(Saved entries)
- Opening Delimiter -

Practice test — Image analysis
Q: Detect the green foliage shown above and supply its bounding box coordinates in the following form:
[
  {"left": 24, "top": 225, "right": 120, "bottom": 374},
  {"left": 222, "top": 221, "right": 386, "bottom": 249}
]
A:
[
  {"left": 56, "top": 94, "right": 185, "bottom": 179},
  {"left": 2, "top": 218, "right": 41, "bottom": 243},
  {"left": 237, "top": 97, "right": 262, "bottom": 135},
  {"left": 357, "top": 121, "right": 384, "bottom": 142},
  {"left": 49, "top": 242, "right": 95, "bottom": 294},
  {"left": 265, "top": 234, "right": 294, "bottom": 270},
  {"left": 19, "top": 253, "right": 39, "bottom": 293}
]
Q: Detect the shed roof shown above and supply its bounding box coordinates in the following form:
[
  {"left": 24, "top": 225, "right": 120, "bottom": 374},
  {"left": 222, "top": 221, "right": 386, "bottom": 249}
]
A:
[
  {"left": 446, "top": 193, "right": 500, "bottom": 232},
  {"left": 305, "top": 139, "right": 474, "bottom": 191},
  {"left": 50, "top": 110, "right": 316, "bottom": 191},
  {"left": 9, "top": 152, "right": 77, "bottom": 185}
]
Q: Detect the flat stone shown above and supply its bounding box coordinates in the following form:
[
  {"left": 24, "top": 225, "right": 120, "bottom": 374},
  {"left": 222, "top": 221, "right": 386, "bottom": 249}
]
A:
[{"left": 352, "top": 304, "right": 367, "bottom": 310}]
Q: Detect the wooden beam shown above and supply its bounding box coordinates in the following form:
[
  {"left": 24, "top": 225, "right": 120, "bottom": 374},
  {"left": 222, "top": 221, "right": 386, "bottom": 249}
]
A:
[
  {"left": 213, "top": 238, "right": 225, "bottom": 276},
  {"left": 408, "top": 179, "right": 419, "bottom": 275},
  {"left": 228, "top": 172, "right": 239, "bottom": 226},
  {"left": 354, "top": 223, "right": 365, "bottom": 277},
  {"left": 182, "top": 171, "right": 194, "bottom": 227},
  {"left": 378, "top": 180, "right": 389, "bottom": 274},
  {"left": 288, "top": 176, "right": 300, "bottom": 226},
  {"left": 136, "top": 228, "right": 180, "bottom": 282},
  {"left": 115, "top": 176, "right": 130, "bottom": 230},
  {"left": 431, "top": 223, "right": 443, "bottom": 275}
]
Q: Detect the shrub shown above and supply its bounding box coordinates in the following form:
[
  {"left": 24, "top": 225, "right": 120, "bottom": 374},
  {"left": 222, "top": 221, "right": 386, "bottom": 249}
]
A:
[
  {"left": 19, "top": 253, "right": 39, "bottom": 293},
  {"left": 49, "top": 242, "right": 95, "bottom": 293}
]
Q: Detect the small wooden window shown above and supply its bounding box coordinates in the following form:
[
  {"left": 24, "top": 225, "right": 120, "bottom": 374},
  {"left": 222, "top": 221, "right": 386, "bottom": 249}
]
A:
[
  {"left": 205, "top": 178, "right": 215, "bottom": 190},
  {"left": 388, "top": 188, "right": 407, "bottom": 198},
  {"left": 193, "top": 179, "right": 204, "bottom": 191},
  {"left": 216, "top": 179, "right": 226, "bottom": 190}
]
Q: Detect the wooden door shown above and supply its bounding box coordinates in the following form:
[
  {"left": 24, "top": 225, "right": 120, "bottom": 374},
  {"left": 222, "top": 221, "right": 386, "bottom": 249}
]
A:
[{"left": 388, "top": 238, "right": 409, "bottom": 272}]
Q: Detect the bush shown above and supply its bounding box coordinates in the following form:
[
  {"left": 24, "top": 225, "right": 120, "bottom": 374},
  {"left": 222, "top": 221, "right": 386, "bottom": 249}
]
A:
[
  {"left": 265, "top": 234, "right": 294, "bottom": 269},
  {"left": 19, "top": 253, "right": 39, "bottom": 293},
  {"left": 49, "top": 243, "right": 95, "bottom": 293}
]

- Closing Delimiter -

**Task requirements**
An exact copy of every record is needed; write it out in full.

**The completed task**
Practice test — Image analysis
Q: Detect the green foliage shown above and supply its bounding box coordinates in the following form:
[
  {"left": 24, "top": 225, "right": 120, "bottom": 374},
  {"left": 222, "top": 221, "right": 386, "bottom": 249}
]
A:
[
  {"left": 56, "top": 94, "right": 185, "bottom": 179},
  {"left": 2, "top": 218, "right": 41, "bottom": 243},
  {"left": 237, "top": 97, "right": 262, "bottom": 135},
  {"left": 357, "top": 121, "right": 384, "bottom": 142},
  {"left": 49, "top": 242, "right": 95, "bottom": 294},
  {"left": 265, "top": 234, "right": 294, "bottom": 270},
  {"left": 19, "top": 253, "right": 39, "bottom": 293}
]
Q: Detect the shed roof shown above and supply its bounding box coordinates in the following form:
[
  {"left": 24, "top": 225, "right": 120, "bottom": 374},
  {"left": 222, "top": 221, "right": 386, "bottom": 249}
]
A:
[
  {"left": 446, "top": 193, "right": 500, "bottom": 232},
  {"left": 305, "top": 139, "right": 474, "bottom": 191},
  {"left": 50, "top": 110, "right": 316, "bottom": 191},
  {"left": 9, "top": 152, "right": 77, "bottom": 185}
]
Q: Detect the flat stone shown above and supply its bounding box coordinates in the following form:
[
  {"left": 24, "top": 225, "right": 120, "bottom": 374},
  {"left": 222, "top": 221, "right": 386, "bottom": 249}
]
A:
[{"left": 352, "top": 304, "right": 367, "bottom": 310}]
Q: Detect the wooden beam shown above and supply its bounding box coordinates in the following form:
[
  {"left": 24, "top": 225, "right": 120, "bottom": 374},
  {"left": 222, "top": 221, "right": 386, "bottom": 249}
]
A:
[
  {"left": 213, "top": 238, "right": 225, "bottom": 276},
  {"left": 408, "top": 179, "right": 419, "bottom": 275},
  {"left": 228, "top": 172, "right": 239, "bottom": 226},
  {"left": 354, "top": 223, "right": 365, "bottom": 277},
  {"left": 182, "top": 171, "right": 194, "bottom": 227},
  {"left": 378, "top": 180, "right": 389, "bottom": 274},
  {"left": 288, "top": 176, "right": 300, "bottom": 226},
  {"left": 136, "top": 228, "right": 180, "bottom": 282},
  {"left": 115, "top": 176, "right": 130, "bottom": 230},
  {"left": 431, "top": 223, "right": 443, "bottom": 275}
]
Q: Detect the shrub shown above and supply its bounding box coordinates in the following form:
[
  {"left": 24, "top": 225, "right": 120, "bottom": 374},
  {"left": 222, "top": 221, "right": 386, "bottom": 249}
]
A:
[
  {"left": 19, "top": 253, "right": 39, "bottom": 293},
  {"left": 49, "top": 242, "right": 95, "bottom": 293}
]
Q: Detect the small wooden window shown above and supply its bounding box coordinates in the following form:
[
  {"left": 24, "top": 225, "right": 120, "bottom": 374},
  {"left": 222, "top": 221, "right": 386, "bottom": 249}
]
A:
[
  {"left": 205, "top": 178, "right": 215, "bottom": 190},
  {"left": 388, "top": 188, "right": 407, "bottom": 198},
  {"left": 193, "top": 179, "right": 204, "bottom": 191},
  {"left": 216, "top": 179, "right": 226, "bottom": 190}
]
Q: Detect the wooden door shown above and supply its bounding box coordinates in the following form:
[
  {"left": 24, "top": 225, "right": 120, "bottom": 374},
  {"left": 222, "top": 221, "right": 386, "bottom": 249}
]
A:
[{"left": 388, "top": 238, "right": 409, "bottom": 272}]
Q: Detect the bush shown above and supply its bounding box coordinates in the following form:
[
  {"left": 24, "top": 225, "right": 120, "bottom": 374},
  {"left": 222, "top": 221, "right": 386, "bottom": 249}
]
A:
[
  {"left": 265, "top": 234, "right": 294, "bottom": 269},
  {"left": 19, "top": 253, "right": 39, "bottom": 293},
  {"left": 49, "top": 243, "right": 95, "bottom": 293}
]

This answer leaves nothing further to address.